What you will do ->
Copy out all of the material exactly as presented.

Data records ->
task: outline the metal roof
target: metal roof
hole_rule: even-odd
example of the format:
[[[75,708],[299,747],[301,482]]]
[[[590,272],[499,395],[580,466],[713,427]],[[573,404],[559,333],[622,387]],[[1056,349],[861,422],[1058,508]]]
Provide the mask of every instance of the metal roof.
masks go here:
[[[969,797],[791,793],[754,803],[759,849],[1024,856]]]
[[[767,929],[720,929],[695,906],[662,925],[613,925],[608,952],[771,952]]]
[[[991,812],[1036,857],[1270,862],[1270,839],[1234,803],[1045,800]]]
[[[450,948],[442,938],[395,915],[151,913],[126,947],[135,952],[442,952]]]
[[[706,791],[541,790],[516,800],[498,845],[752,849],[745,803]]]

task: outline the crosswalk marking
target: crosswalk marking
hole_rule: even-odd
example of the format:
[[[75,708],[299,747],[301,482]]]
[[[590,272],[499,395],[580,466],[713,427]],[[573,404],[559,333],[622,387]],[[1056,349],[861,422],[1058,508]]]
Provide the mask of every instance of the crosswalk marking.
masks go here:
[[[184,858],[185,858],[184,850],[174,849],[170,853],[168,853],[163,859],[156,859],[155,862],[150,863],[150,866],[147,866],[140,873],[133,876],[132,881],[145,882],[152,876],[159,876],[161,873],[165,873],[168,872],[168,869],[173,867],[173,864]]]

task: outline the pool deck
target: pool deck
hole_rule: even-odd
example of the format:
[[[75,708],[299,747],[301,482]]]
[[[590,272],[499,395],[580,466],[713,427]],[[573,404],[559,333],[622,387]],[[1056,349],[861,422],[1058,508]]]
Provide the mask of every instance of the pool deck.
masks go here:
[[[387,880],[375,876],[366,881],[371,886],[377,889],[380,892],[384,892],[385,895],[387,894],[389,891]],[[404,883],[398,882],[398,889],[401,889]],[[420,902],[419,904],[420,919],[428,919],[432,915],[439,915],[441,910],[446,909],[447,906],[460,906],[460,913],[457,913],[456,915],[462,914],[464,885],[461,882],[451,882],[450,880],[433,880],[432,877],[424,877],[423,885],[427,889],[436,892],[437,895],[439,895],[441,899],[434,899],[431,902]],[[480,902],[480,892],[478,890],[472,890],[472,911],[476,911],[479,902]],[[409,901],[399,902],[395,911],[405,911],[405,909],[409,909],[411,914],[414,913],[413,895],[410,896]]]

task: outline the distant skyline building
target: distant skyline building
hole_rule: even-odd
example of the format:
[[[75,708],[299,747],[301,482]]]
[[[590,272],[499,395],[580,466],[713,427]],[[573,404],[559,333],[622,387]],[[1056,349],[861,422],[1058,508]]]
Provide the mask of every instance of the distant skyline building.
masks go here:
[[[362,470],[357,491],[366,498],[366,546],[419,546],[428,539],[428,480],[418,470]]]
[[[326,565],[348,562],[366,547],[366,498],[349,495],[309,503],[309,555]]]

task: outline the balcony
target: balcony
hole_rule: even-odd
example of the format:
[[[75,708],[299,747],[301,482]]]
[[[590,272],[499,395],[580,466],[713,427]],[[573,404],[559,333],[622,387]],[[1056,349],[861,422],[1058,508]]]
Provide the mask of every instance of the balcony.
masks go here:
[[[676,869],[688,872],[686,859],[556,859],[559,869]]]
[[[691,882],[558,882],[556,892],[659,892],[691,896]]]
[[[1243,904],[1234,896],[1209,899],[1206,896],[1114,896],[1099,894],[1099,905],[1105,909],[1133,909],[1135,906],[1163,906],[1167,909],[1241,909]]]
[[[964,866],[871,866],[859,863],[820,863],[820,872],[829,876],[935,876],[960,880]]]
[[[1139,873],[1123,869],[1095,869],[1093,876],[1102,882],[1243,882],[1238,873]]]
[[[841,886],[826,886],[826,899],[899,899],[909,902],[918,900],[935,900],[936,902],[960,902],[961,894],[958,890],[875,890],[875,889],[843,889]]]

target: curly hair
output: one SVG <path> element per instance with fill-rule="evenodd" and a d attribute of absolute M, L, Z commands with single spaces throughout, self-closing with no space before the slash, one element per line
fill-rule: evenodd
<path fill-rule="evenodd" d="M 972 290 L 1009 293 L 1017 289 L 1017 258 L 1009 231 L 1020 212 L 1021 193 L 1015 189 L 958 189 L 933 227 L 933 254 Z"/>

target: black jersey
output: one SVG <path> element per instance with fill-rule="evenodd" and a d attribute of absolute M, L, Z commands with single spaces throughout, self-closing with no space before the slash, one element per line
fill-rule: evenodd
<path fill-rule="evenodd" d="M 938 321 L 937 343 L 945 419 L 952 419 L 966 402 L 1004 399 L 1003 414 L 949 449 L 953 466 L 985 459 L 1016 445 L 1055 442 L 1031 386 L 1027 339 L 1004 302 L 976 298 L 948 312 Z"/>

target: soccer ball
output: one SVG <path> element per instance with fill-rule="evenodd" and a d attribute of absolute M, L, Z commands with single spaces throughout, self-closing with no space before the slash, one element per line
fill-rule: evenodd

Solution to this task ->
task: outline the metal roof
target: metal roof
hole_rule: even-odd
example of the format:
[[[75,708],[299,747],[301,482]]]
[[[590,272],[499,395],[580,466],[713,427]],[[573,404],[559,333],[622,387]],[[1056,349],[861,422],[1058,508]]]
Provide the mask of every instance of the metal roof.
masks go here:
[[[969,797],[791,793],[754,803],[759,849],[1024,856]]]
[[[767,929],[720,929],[695,906],[662,925],[613,925],[608,952],[771,952]]]
[[[991,812],[1036,857],[1270,862],[1270,839],[1234,803],[1045,800]]]
[[[450,948],[442,938],[395,915],[151,913],[126,947],[135,952],[442,952]]]
[[[706,791],[541,790],[516,800],[498,845],[752,849],[745,803]]]

task: outline the crosswalk marking
target: crosswalk marking
hole_rule: even-odd
example of the format:
[[[75,708],[299,747],[301,482]]]
[[[590,272],[499,395],[580,466],[713,427]],[[573,404],[559,333],[622,387]],[[1056,349],[861,422],[1058,508]]]
Provide the mask of every instance of the crosswalk marking.
masks go here:
[[[184,858],[185,858],[184,850],[174,849],[170,853],[168,853],[163,859],[156,859],[155,862],[150,863],[150,866],[147,866],[140,873],[133,876],[132,881],[145,882],[152,876],[159,876],[161,873],[165,873],[168,872],[168,869],[173,867],[173,864]]]

task: outline the pool deck
target: pool deck
hole_rule: even-odd
example of the format:
[[[75,708],[299,747],[301,482]]]
[[[590,272],[499,395],[580,466],[713,427]],[[573,404],[559,333],[622,387]],[[1056,349],[861,422],[1058,508]]]
Provide the mask of every instance of the pool deck.
masks go here:
[[[387,880],[375,876],[366,881],[371,886],[377,889],[380,892],[384,892],[385,895],[387,894],[389,891]],[[404,883],[398,882],[398,889],[401,889]],[[420,902],[419,904],[420,919],[428,919],[432,915],[439,915],[441,910],[446,909],[447,906],[460,906],[460,913],[457,913],[456,915],[462,914],[464,885],[461,882],[451,882],[450,880],[433,880],[432,877],[424,877],[423,885],[427,889],[436,892],[437,895],[439,895],[441,899],[434,899],[431,902]],[[480,902],[480,892],[478,890],[472,890],[472,911],[476,911],[479,902]],[[409,901],[399,902],[395,911],[405,911],[405,909],[409,909],[411,914],[414,913],[413,895],[410,896]]]

task: outline the distant skyline building
target: distant skyline building
hole_rule: even-odd
example of the format:
[[[75,708],[299,747],[301,482]]]
[[[590,272],[499,395],[580,466],[713,427]],[[573,404],[559,333],[622,387]],[[1056,349],[861,422],[1058,508]]]
Provide the mask of every instance of the distant skyline building.
masks go here:
[[[362,470],[357,491],[366,498],[366,546],[419,546],[428,539],[428,480],[418,470]]]
[[[326,565],[348,562],[366,547],[366,498],[349,495],[309,503],[309,555]]]

task: outline the balcony
target: balcony
hole_rule: even-odd
example of the format:
[[[75,708],[299,747],[301,482]]]
[[[590,272],[499,395],[580,466],[713,427]],[[573,404],[559,333],[622,387]],[[1056,349],[861,422],[1058,508]]]
Provide the mask of every instance of the balcony.
masks go here:
[[[676,869],[688,872],[686,859],[556,859],[559,869]]]
[[[691,882],[558,882],[556,892],[659,892],[691,896]]]
[[[1243,904],[1234,896],[1209,899],[1206,896],[1114,896],[1099,894],[1099,905],[1105,909],[1133,909],[1135,906],[1163,906],[1167,909],[1241,909]]]
[[[964,866],[871,866],[859,863],[820,863],[820,872],[829,876],[935,876],[960,880]]]
[[[1139,873],[1123,869],[1095,869],[1093,876],[1102,882],[1243,882],[1238,873]]]
[[[841,886],[826,886],[826,899],[899,899],[909,902],[918,900],[935,900],[936,902],[960,902],[961,894],[958,890],[875,890],[875,889],[843,889]]]

target: curly hair
output: one SVG <path> element per instance with fill-rule="evenodd" and a d attribute of absolute M, L, Z commands with single spaces throughout, self-closing with no space before the slash, one element per line
fill-rule: evenodd
<path fill-rule="evenodd" d="M 972 290 L 1009 293 L 1017 289 L 1017 258 L 1009 231 L 1020 212 L 1021 193 L 1015 189 L 958 189 L 933 227 L 933 254 Z"/>

target: black jersey
output: one SVG <path> element per instance with fill-rule="evenodd" and a d attribute of absolute M, L, Z commands with single spaces throughout, self-closing with no space before the slash, one element per line
fill-rule: evenodd
<path fill-rule="evenodd" d="M 938 321 L 937 343 L 945 419 L 952 419 L 966 402 L 1004 399 L 1003 414 L 949 449 L 953 466 L 985 459 L 1016 445 L 1055 442 L 1031 386 L 1027 339 L 1004 302 L 976 298 L 948 312 Z"/>

target: soccer ball
output: one SVG <path> element per instance with fill-rule="evenodd" and a d attribute of absolute M, L, Z commands with single spaces throughout, self-closing with no space before the slash, one element per line
fill-rule: evenodd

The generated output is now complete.